__Extract provided__.
(begin)
You know a recipe is a keeper when your family starts asking for it before you’ve even finished the dishes. That’s exactly what happened with these chicken enchiladas.
They’re packed with flavor, come together in under an hour, and the leftovers (if there are any) taste even better the next day. I’ll be honest, the first time I made these I fully expected them to be just ‘fine.’ They were not fine. They were ridiculously good.
And here’s the part that surprised me most: the sauce. Not store-bought. Not from a can. A quick, from-scratch enchilada sauce that takes about 10 minutes and completely changes the game. I’ll walk you through every single step.
What You’ll Need
For the Enchilada Sauce
- 2 tbsp olive oil
- 3 tbsp all-purpose flour
- 2 tbsp chili powder
- 1 tsp ground cumin
- 1 tsp garlic powder
- 1/2 tsp onion powder
- 1/2 tsp smoked paprika
- 1/4 tsp dried oregano
- Salt and pepper to taste
- 2 cups chicken broth
- 1 can (15 oz) tomato sauce
For the Chicken Filling
- 2 cups cooked and shredded chicken (rotisserie works great here)
- 1 can (15 oz) black beans, drained and rinsed
- 1 cup corn kernels (fresh, frozen, or canned)
- 1/2 cup diced white onion
- 1/2 cup diced green bell pepper
- 2 cloves garlic, minced
- 1 tsp cumin
- 1 tsp chili powder
- Salt and pepper to taste
- 1 tbsp olive oil
For Assembly
- 8 medium flour tortillas (6-8 inch)
(end)
__Jobs__.
- 1) Which ingredients in the sauce section of the enchilada recipe are measured in teaspoons? Give each with its amount.
- 2) Answer these questions from the enchilada recipe:
(a) About how long does the from-scratch enchilada sauce take?
(b) What kind of chicken does the filling list say works great?
(c) How many tortillas does assembly call for, and what size are they?

__Listed entries__.
(begin)
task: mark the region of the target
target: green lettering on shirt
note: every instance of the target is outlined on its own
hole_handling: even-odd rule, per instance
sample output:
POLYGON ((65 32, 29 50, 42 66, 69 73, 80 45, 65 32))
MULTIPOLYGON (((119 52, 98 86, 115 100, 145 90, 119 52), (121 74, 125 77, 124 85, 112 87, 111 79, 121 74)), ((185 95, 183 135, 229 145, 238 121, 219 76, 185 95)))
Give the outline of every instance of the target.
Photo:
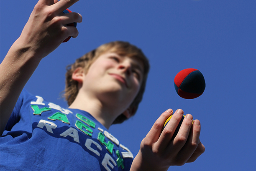
POLYGON ((93 131, 91 129, 90 127, 87 126, 86 125, 84 125, 82 122, 80 121, 77 121, 76 122, 75 126, 80 131, 84 133, 87 136, 92 136, 92 133, 93 131), (87 131, 85 131, 83 129, 83 128, 84 128, 87 131), (87 132, 87 131, 89 131, 87 132))
POLYGON ((79 113, 77 113, 76 114, 76 116, 77 117, 77 118, 82 121, 83 121, 90 127, 92 127, 93 128, 95 128, 95 126, 96 125, 95 123, 89 119, 88 118, 83 116, 82 115, 81 115, 79 113))
POLYGON ((64 123, 69 124, 69 121, 67 117, 67 115, 59 112, 54 114, 51 116, 49 117, 48 118, 53 121, 56 121, 56 120, 61 121, 64 123))
POLYGON ((112 154, 113 152, 113 148, 114 148, 114 144, 110 141, 108 142, 108 143, 105 142, 105 136, 101 132, 100 132, 98 135, 98 140, 101 143, 102 145, 104 145, 106 146, 106 148, 110 153, 112 154))
POLYGON ((124 165, 123 165, 123 160, 121 158, 121 155, 120 155, 120 153, 119 151, 118 150, 115 153, 118 156, 118 159, 116 160, 116 162, 118 163, 118 167, 119 167, 121 166, 121 168, 122 169, 124 168, 124 165))
POLYGON ((42 108, 41 109, 39 109, 37 105, 31 105, 31 106, 32 109, 33 109, 33 111, 34 111, 34 113, 33 113, 34 115, 41 115, 42 112, 50 111, 51 110, 51 108, 46 107, 42 108))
(end)
__Answers below__.
- 1)
- Ground cumin: 1 tsp
- Garlic powder: 1 tsp
- Onion powder: 1/2 tsp
- Smoked paprika: 1/2 tsp
- Dried oregano: 1/4 tsp

- 2)
(a) About 10 minutes.
(b) Rotisserie chicken.
(c) Eight medium flour tortillas, 6 to 8 inches.